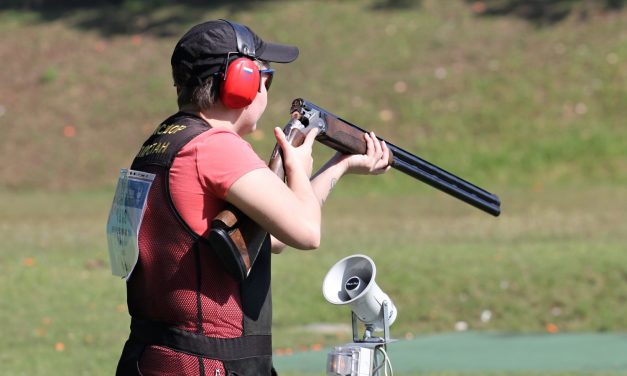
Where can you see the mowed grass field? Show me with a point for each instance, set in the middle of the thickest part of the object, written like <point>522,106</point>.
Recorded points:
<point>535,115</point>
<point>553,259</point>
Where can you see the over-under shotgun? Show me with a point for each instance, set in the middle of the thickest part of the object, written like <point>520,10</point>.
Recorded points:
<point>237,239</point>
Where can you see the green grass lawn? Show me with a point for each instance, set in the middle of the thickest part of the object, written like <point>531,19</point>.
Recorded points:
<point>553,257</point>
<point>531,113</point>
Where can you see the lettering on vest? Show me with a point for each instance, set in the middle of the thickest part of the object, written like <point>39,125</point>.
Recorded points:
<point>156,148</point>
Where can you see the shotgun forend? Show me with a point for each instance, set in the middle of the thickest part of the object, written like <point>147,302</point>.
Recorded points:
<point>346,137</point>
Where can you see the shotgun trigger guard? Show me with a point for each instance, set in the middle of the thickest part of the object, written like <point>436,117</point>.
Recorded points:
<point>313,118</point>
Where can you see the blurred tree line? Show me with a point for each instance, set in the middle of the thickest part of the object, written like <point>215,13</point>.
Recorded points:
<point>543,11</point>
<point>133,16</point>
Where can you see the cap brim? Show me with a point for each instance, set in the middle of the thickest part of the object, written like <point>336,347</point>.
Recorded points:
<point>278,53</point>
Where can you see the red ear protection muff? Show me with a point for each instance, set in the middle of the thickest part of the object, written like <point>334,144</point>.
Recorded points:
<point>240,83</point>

━━━

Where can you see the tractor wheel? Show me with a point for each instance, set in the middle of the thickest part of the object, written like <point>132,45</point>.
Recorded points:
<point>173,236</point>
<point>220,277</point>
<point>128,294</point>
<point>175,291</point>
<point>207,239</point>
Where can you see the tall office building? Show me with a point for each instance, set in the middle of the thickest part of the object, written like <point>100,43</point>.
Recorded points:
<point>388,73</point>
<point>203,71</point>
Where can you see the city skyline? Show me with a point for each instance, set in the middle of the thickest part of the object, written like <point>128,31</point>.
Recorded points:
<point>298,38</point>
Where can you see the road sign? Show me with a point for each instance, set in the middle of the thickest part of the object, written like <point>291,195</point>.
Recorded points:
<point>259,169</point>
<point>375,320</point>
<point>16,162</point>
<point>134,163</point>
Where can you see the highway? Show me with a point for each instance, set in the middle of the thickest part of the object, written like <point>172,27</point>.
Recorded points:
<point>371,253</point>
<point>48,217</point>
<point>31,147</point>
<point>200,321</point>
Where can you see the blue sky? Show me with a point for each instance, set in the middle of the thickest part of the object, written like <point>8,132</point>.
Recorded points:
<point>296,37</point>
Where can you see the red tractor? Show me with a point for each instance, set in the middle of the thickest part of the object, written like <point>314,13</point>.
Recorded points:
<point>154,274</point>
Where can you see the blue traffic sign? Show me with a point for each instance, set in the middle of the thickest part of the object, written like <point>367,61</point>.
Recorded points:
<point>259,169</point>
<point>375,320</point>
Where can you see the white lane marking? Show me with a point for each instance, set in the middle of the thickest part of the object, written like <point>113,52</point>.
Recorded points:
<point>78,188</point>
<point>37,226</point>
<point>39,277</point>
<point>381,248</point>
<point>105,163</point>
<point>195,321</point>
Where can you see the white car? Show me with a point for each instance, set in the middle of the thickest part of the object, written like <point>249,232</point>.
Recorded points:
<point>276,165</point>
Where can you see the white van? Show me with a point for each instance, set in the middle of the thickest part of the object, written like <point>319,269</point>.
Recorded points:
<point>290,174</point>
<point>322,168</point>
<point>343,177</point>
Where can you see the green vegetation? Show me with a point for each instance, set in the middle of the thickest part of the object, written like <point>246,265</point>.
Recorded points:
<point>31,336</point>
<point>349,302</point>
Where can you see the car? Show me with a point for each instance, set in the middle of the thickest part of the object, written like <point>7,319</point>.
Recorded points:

━━━

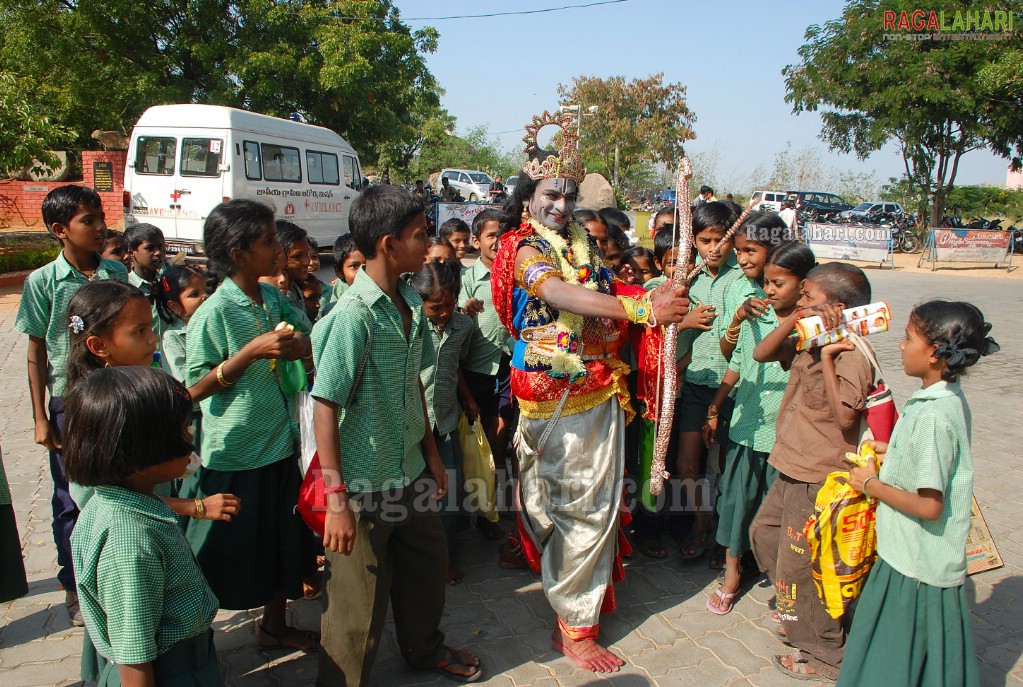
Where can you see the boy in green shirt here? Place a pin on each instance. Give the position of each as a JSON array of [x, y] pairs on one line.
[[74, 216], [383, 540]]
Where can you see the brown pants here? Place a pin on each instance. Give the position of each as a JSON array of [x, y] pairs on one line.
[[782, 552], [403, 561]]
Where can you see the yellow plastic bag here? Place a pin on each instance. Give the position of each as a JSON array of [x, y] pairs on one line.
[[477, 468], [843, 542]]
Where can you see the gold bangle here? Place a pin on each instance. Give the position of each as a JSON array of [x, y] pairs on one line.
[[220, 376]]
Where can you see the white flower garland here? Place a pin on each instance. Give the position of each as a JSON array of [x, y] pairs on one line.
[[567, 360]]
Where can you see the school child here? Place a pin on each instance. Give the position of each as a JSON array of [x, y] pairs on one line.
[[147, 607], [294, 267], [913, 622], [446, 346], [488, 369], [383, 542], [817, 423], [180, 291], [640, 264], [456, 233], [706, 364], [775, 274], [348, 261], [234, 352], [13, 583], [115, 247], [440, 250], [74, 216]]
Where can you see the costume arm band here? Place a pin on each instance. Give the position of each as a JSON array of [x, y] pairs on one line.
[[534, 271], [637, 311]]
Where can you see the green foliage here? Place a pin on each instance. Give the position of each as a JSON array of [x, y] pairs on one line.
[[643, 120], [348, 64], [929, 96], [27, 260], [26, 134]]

━━━

Task directions. Reproduce word for word the records above, from the line containing "Where can you see the lettering" through the line containing "<point>313,118</point>", including both of those lines.

Task output.
Where can you see the lettering on vest? Show me with a point for each instance, set in the middle of the thickest part of the object, written like <point>39,125</point>.
Recorded points:
<point>156,148</point>
Where can you see the shotgun forend? Show me with a point for each instance, set in the middle of the thickest part of the object, written like <point>147,302</point>.
Recorded points:
<point>346,137</point>
Where can you see the shotgun trigger guard? Show me with a point for each instance, set in the middle of the thickest part of the object, written like <point>436,117</point>.
Recorded points:
<point>313,118</point>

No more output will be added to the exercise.